Request: Lay out every line of the items below as a numbered list, leaving out any blank lines.

Stored rows:
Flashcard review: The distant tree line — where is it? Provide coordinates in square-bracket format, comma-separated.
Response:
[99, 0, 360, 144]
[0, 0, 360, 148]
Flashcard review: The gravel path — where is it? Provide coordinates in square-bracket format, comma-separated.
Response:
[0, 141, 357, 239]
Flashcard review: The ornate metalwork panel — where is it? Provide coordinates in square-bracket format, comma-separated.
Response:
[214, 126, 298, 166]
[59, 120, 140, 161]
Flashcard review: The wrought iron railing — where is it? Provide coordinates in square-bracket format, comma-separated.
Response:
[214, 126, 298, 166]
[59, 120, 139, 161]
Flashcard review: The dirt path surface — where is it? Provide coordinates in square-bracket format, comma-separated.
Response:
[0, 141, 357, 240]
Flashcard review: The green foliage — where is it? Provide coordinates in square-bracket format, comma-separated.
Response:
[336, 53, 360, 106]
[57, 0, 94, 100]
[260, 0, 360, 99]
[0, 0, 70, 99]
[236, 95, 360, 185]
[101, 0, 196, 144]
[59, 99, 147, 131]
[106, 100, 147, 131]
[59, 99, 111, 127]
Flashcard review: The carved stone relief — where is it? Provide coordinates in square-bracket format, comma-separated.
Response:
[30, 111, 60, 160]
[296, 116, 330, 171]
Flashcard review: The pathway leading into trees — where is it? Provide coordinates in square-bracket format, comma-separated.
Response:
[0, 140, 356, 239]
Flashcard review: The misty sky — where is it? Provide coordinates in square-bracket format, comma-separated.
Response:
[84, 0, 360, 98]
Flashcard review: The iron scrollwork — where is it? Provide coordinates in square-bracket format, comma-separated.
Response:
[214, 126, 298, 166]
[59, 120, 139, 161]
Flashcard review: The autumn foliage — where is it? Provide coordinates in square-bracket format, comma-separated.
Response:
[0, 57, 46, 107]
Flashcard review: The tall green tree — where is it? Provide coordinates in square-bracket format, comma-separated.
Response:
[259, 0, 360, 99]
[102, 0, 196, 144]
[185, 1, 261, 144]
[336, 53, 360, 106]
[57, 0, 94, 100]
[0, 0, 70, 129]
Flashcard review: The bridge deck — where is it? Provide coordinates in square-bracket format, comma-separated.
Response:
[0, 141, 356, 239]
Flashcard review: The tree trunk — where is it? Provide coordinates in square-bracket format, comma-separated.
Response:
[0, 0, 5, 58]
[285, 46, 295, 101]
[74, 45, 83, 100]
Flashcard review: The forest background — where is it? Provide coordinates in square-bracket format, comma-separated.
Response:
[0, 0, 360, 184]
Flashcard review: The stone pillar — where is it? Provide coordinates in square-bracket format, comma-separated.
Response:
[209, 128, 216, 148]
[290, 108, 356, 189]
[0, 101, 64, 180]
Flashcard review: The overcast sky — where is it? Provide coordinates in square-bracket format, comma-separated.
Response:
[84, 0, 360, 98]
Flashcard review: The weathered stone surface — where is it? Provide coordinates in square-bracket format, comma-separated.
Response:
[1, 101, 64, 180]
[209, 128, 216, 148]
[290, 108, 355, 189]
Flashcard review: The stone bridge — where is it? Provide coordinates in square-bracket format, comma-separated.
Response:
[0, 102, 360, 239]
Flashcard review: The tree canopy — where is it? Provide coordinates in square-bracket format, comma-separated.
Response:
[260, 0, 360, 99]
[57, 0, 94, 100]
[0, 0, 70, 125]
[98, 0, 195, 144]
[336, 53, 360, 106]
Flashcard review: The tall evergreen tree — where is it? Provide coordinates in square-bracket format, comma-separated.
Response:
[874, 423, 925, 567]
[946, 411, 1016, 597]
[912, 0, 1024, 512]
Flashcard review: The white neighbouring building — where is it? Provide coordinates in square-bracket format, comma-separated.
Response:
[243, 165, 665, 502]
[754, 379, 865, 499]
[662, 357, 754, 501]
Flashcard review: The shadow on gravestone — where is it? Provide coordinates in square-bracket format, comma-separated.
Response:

Exercise answer:
1. Flashcard review: The distant tree line — where is it? Provide coordinates in square-bracket format, comma-separated.
2. Response:
3. [99, 0, 360, 144]
4. [0, 0, 360, 148]
5. Flashcard review: The gravel path — where is it? Provide coordinates in square-bracket format, comma-separated.
6. Response:
7. [0, 141, 357, 239]
8. Flashcard review: The ornate metalwork panel — where is it? Provide coordinates in square-bracket format, comma-separated.
9. Response:
10. [214, 126, 298, 166]
11. [59, 120, 140, 161]
12. Flashcard review: The wrought iron railing — where is it? Provide coordinates in square-bracket format, comma-separated.
13. Response:
14. [214, 126, 298, 166]
15. [59, 120, 139, 161]
16. Flashcard review: The dirt path surface — where is it? Provide coordinates in square-bracket format, comma-separated.
17. Response:
18. [0, 141, 357, 240]
19. Flashcard review: The green foliage — where is it? Provide coordinates in square-bracket format, comma-separated.
20. Response:
21. [336, 53, 360, 106]
22. [57, 0, 94, 100]
23. [260, 0, 360, 99]
24. [0, 0, 70, 99]
25. [236, 95, 360, 185]
26. [101, 0, 196, 144]
27. [59, 99, 147, 131]
28. [106, 100, 147, 131]
29. [59, 99, 111, 127]
30. Flashcard review: The carved stone relief — where is it? Provide coordinates in square-bracket format, comma-separated.
31. Response:
32. [30, 111, 60, 160]
33. [296, 116, 330, 171]
34. Flashcard review: The pathway leading into trees — where is it? Provide coordinates in square-bracket format, comma-separated.
35. Response:
36. [0, 140, 356, 239]
37. Flashcard review: The misty sky — where is it? Provide coordinates in square-bracket format, comma-separated.
38. Response:
39. [84, 0, 360, 98]
40. Flashcard review: The iron scrollwork — where is it? Provide coordinates in square-bracket format, comma-separated.
41. Response:
42. [214, 126, 298, 166]
43. [59, 120, 139, 161]
44. Flashcard review: The autumn foliage — where is it? Provide coordinates in square-bracket format, comma-separated.
45. Response:
46. [0, 57, 46, 107]
47. Flashcard review: The tall green tree — where is it? Provide coordinates in square-bracket format, comma-separated.
48. Response:
49. [259, 0, 360, 99]
50. [102, 0, 196, 144]
51. [185, 1, 261, 144]
52. [336, 53, 360, 106]
53. [57, 0, 94, 100]
54. [0, 0, 70, 129]
55. Flashcard review: The bridge deck — where is it? Provide coordinates in square-bracket format, comma-separated.
56. Response:
57. [0, 141, 356, 239]
58. Flashcard review: The tree trunk — where is it? Provide coordinates in square-bracket format, comma-separated.
59. Response:
60. [0, 0, 5, 58]
61. [285, 46, 295, 101]
62. [74, 45, 83, 100]
63. Flashcard review: The forest background — where is it? Provide coordinates in square-bracket format, comma-separated.
64. Response:
65. [0, 0, 360, 184]
66. Flashcard review: The stone pillar — where is it? Provide coordinates in square-bracket format, comma-separated.
67. Response:
68. [209, 128, 216, 148]
69. [290, 108, 356, 189]
70. [0, 101, 64, 180]
71. Flashcard review: The overcast sky — where is it? Provide coordinates in square-bracket format, comma-separated.
72. Response:
73. [84, 0, 360, 98]
74. Flashcard review: The weathered stone surface — where is it? Provide coordinates in square-bracket format, comma-separated.
75. Response:
76. [1, 101, 64, 180]
77. [209, 128, 216, 148]
78. [290, 108, 355, 189]
79. Flashcard review: The stone bridge — where is it? Provide coordinates in square-bracket format, comma-separated.
80. Response:
81. [0, 102, 360, 239]
82. Flashcard review: The tree canopy — where is it? Provide coordinates in square-bracket format, comma-separated.
83. Response:
84. [260, 0, 360, 99]
85. [57, 0, 94, 100]
86. [0, 0, 70, 125]
87. [98, 0, 195, 144]
88. [336, 53, 360, 106]
89. Flashcard review: The tall evergreen tree — where is it? Provide coordinates in square-bracket format, comma-separated.
90. Response:
91. [874, 423, 925, 567]
92. [946, 411, 1016, 597]
93. [912, 0, 1024, 512]
94. Flashcard review: The white neighbouring building — where is it? Provide coordinates in square-bracket format, comma-separated.
95. Response:
96. [243, 165, 665, 502]
97. [754, 379, 865, 499]
98. [662, 357, 754, 501]
99. Flashcard review: The shadow on gravestone — where is it? Provide coordinates in square-bracket format, comma-separated.
100. Response:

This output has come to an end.